(Description of the task) For the entries below, print exactly the lines between the line holding "Each instance of the gravestone" and the line holding "Each instance of the gray stone", inclusive, and nothing else.

=== Dataset records ===

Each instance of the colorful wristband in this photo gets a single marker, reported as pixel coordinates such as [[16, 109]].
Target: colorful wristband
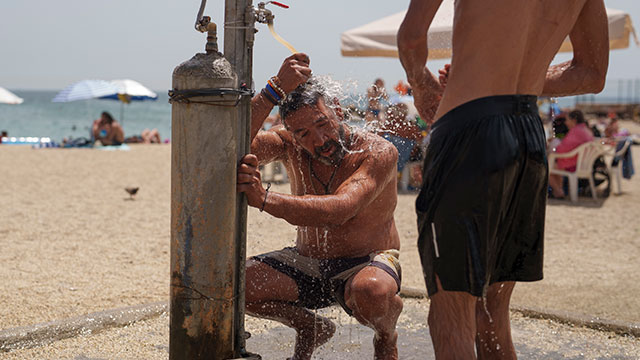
[[265, 197], [265, 93]]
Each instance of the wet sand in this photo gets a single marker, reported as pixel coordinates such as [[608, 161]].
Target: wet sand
[[149, 340], [73, 244]]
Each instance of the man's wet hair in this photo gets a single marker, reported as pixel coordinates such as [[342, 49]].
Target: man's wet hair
[[108, 117], [578, 116], [306, 94]]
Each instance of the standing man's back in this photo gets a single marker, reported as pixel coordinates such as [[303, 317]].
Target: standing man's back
[[481, 209]]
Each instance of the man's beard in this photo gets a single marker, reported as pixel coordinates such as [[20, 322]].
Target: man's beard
[[340, 149]]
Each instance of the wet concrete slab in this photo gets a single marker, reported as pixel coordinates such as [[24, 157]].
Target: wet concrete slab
[[533, 338]]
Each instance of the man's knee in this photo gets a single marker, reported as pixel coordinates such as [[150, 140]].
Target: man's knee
[[370, 293]]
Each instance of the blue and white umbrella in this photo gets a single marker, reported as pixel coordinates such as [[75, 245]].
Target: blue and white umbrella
[[86, 89], [128, 91], [131, 90], [7, 97]]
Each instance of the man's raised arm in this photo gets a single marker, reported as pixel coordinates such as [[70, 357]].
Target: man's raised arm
[[293, 72], [586, 72], [358, 191]]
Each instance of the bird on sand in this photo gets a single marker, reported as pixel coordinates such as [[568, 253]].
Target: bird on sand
[[132, 191]]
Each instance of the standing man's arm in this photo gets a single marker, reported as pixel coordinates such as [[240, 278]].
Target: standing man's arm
[[413, 52], [587, 71]]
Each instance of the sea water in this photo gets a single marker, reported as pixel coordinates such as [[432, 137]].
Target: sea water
[[39, 117]]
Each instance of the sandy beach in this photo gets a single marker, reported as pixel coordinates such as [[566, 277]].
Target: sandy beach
[[72, 242]]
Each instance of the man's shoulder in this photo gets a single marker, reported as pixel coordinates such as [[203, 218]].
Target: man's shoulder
[[377, 148]]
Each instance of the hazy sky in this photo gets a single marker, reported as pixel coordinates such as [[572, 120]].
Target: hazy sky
[[49, 44]]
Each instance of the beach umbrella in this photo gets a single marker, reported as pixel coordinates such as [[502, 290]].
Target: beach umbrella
[[85, 89], [7, 97], [378, 38], [129, 90]]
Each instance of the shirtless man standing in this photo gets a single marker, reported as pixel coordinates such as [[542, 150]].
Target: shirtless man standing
[[482, 205], [107, 130], [343, 195]]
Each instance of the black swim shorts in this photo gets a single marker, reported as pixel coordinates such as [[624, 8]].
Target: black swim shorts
[[482, 204]]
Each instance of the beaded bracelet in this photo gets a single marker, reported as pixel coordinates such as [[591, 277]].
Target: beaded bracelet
[[275, 83], [265, 197], [274, 94], [266, 94]]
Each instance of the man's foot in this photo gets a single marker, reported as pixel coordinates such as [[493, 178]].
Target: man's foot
[[306, 342], [385, 348]]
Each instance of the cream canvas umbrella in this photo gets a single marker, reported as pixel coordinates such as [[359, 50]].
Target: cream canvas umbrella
[[378, 38], [7, 97]]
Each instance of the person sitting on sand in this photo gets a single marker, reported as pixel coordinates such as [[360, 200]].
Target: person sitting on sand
[[146, 137], [375, 93], [402, 132], [579, 133], [343, 196], [107, 130]]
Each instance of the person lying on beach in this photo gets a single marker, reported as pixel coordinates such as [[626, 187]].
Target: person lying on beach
[[343, 196], [107, 130], [146, 137]]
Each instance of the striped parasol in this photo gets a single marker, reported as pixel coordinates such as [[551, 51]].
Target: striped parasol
[[86, 89]]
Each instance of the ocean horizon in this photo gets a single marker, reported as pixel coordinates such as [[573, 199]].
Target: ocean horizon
[[37, 116]]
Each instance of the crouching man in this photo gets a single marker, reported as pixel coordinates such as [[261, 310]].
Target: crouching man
[[343, 195]]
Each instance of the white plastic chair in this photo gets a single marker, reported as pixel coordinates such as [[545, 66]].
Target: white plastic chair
[[587, 153], [616, 171]]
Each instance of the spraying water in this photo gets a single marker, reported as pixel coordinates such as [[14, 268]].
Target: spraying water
[[280, 39]]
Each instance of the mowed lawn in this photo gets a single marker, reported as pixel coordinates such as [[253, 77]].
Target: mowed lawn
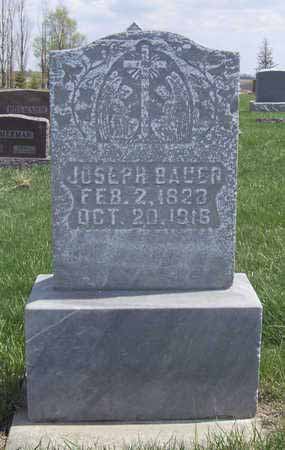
[[25, 252]]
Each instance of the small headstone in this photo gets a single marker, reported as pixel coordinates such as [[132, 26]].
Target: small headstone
[[144, 141], [28, 102], [23, 136], [270, 91]]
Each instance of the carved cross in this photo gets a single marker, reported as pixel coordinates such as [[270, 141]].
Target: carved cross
[[146, 68]]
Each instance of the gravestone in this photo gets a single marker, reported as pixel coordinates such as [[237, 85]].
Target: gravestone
[[270, 91], [28, 102], [23, 136], [144, 139]]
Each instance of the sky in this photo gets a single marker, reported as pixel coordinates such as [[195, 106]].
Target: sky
[[237, 25]]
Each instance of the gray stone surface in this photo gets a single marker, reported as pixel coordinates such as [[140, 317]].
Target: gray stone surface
[[27, 435], [270, 86], [144, 138], [142, 356], [267, 107], [30, 102], [23, 136]]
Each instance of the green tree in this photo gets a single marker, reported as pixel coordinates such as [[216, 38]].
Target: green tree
[[265, 56], [20, 80], [58, 32]]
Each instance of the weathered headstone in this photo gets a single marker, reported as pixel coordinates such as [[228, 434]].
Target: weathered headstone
[[23, 136], [144, 139], [270, 91], [28, 102]]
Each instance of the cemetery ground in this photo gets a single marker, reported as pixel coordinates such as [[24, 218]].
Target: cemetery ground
[[25, 252]]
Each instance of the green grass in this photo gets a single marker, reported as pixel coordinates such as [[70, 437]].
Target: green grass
[[218, 441], [25, 251]]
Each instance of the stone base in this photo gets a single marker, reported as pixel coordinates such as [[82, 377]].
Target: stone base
[[267, 106], [142, 356], [26, 435]]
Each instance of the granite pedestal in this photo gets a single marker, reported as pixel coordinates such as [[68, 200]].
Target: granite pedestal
[[142, 356]]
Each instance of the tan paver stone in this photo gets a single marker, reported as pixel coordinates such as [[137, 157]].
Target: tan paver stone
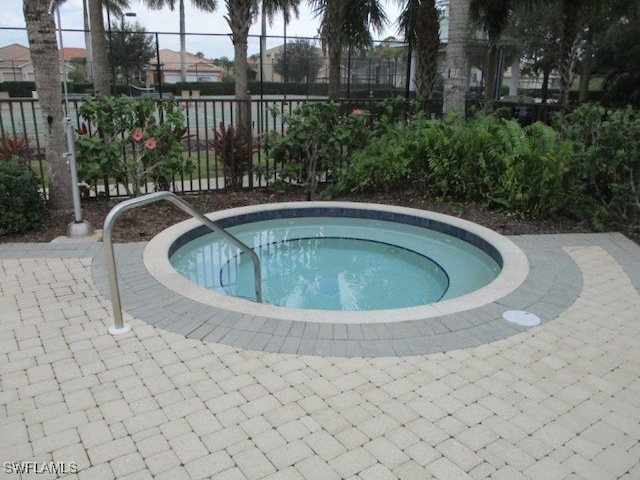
[[386, 453], [50, 443], [176, 473], [209, 466], [253, 463], [459, 454], [616, 460], [289, 454], [293, 430], [106, 452], [547, 469], [445, 469], [554, 434], [224, 438], [95, 433], [152, 445], [352, 462], [314, 468], [127, 464], [268, 440], [500, 453], [188, 447], [97, 472]]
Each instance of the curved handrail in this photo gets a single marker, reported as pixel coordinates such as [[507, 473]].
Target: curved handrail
[[119, 326]]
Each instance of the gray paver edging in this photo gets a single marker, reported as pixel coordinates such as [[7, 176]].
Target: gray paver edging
[[552, 286]]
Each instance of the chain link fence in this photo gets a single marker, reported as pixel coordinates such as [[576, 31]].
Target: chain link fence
[[283, 72]]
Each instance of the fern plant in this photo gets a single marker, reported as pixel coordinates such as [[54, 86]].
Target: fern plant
[[235, 154]]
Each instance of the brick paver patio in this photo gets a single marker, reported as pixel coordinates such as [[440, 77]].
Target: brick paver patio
[[558, 401]]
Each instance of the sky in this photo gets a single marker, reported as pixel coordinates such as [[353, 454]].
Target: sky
[[167, 23]]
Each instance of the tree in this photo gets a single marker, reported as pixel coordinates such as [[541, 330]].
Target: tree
[[204, 5], [535, 33], [301, 62], [46, 66], [617, 53], [101, 86], [131, 50], [455, 78], [225, 63], [420, 22], [346, 23], [239, 16], [573, 17]]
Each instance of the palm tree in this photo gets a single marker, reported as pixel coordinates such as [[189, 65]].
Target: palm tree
[[346, 23], [204, 5], [493, 16], [41, 31], [101, 85], [269, 10], [420, 23], [573, 19], [455, 78]]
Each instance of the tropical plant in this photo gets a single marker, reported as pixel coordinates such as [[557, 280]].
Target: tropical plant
[[301, 62], [235, 154], [204, 5], [44, 55], [130, 50], [420, 22], [346, 23], [21, 203], [389, 161], [607, 160], [455, 83], [145, 142], [11, 147], [318, 139]]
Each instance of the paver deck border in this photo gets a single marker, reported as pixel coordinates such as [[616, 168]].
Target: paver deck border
[[553, 284]]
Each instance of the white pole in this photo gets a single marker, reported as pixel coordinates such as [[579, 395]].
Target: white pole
[[77, 228]]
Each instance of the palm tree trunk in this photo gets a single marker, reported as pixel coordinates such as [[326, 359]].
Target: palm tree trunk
[[427, 46], [455, 78], [46, 66], [239, 20], [571, 22], [492, 66], [183, 42], [101, 86], [334, 39], [87, 39]]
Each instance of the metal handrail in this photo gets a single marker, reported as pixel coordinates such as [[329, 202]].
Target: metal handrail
[[119, 326]]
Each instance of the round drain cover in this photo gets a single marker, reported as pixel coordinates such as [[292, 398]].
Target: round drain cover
[[522, 318]]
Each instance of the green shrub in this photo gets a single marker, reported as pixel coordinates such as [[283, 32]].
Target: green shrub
[[391, 160], [606, 165], [318, 139], [21, 204], [135, 140]]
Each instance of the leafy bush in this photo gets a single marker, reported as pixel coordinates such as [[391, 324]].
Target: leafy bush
[[21, 204], [235, 154], [318, 138], [389, 161], [606, 165], [134, 140], [491, 161]]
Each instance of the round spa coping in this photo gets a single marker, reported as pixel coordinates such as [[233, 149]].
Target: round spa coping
[[515, 268]]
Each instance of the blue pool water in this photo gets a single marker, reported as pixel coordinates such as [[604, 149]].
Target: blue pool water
[[333, 263]]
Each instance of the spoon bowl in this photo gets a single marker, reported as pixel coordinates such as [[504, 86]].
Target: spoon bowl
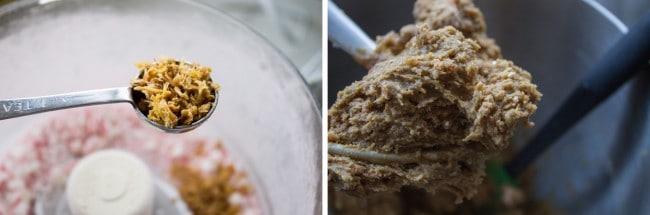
[[136, 96]]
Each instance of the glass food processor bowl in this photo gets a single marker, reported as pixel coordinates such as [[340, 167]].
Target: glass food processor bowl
[[266, 116]]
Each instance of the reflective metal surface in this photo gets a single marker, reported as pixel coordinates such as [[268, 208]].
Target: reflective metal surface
[[599, 166]]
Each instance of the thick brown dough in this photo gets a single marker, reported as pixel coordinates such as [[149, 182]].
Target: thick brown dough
[[437, 95]]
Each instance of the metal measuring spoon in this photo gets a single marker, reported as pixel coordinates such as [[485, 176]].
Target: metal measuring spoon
[[18, 107]]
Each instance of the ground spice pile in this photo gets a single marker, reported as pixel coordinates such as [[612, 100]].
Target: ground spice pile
[[221, 190], [175, 92]]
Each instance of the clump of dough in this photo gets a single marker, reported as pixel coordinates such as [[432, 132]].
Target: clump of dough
[[439, 100], [460, 14]]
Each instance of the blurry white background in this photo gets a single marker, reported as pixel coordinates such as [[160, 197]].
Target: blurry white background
[[293, 26]]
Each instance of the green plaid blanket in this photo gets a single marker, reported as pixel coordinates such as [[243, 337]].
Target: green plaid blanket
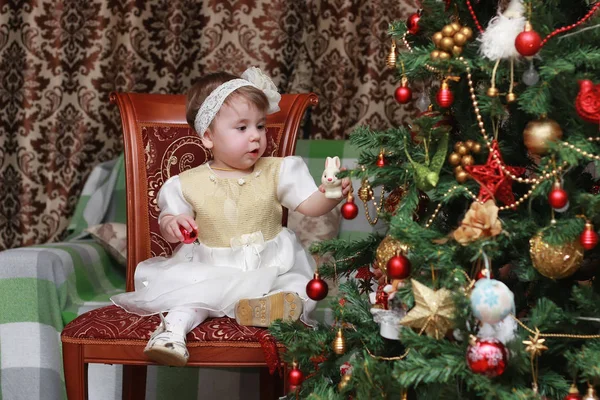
[[45, 287]]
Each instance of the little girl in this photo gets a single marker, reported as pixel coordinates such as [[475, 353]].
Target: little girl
[[247, 265]]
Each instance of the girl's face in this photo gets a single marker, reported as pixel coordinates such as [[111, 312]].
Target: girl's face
[[237, 135]]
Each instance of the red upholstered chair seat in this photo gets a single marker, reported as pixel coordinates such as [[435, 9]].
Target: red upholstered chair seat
[[112, 322]]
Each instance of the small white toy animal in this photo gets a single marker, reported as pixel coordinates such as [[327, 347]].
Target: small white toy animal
[[332, 184]]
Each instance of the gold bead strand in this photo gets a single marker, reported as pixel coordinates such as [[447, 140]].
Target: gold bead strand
[[535, 181]]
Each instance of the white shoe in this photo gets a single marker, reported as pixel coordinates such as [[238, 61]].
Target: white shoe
[[166, 347]]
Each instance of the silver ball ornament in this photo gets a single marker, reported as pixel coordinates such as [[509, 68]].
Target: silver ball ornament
[[530, 77]]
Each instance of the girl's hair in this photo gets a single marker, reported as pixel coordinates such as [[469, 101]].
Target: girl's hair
[[205, 85]]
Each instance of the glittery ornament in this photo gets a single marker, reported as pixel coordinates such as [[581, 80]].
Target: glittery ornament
[[339, 343], [487, 357], [555, 262], [433, 311], [349, 209], [495, 183]]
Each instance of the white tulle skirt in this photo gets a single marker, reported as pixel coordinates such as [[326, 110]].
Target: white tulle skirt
[[214, 279]]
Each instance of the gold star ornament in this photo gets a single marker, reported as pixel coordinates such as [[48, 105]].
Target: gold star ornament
[[433, 311], [535, 345]]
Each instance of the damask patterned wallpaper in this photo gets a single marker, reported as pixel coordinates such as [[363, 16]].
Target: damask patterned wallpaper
[[59, 60]]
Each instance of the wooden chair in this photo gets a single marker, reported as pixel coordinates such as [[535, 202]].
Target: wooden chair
[[159, 144]]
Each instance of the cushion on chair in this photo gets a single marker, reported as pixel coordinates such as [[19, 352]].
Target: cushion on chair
[[114, 323]]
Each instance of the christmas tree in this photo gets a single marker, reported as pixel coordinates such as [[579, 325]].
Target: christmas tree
[[483, 284]]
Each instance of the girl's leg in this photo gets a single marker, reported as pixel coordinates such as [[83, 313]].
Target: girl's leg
[[167, 344]]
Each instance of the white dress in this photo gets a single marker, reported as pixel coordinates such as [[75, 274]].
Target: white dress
[[214, 278]]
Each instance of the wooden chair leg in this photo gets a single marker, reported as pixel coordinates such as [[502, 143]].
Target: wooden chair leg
[[134, 382], [271, 386], [75, 371]]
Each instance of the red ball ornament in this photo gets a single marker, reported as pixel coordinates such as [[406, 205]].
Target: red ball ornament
[[398, 267], [573, 394], [444, 97], [558, 197], [403, 94], [349, 209], [589, 237], [528, 42], [188, 236], [295, 376], [487, 357], [317, 288], [412, 23]]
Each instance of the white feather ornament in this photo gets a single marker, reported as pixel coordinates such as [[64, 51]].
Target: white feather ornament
[[498, 40]]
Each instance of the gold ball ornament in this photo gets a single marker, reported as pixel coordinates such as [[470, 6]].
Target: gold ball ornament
[[387, 249], [339, 343], [467, 160], [539, 133], [462, 177], [457, 50], [459, 39], [448, 31], [555, 262], [454, 159], [344, 381], [493, 92], [468, 32], [444, 56], [447, 44], [457, 26]]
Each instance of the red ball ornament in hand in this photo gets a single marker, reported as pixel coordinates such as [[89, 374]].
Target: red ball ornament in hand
[[295, 376], [589, 237], [487, 357], [444, 97], [398, 267], [528, 42], [412, 23], [349, 209], [188, 236], [558, 197], [317, 288], [403, 94]]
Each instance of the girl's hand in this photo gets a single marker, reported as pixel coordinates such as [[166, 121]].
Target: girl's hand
[[170, 226]]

===

(Task result)
Each instance of the gravestone in this photo gets a single marker, reported as pixel coordinates such as [[237, 85]].
Target: gravestone
[[270, 91], [28, 102], [23, 136], [144, 139]]
Each instance of the sky in this photo gets a single marker, reported as pixel coordinates such as [[195, 106]].
Target: sky
[[237, 25]]
Each instance of the gray stone surface in this photo gets a single marker, reported as pixel coordinates such as [[140, 317]].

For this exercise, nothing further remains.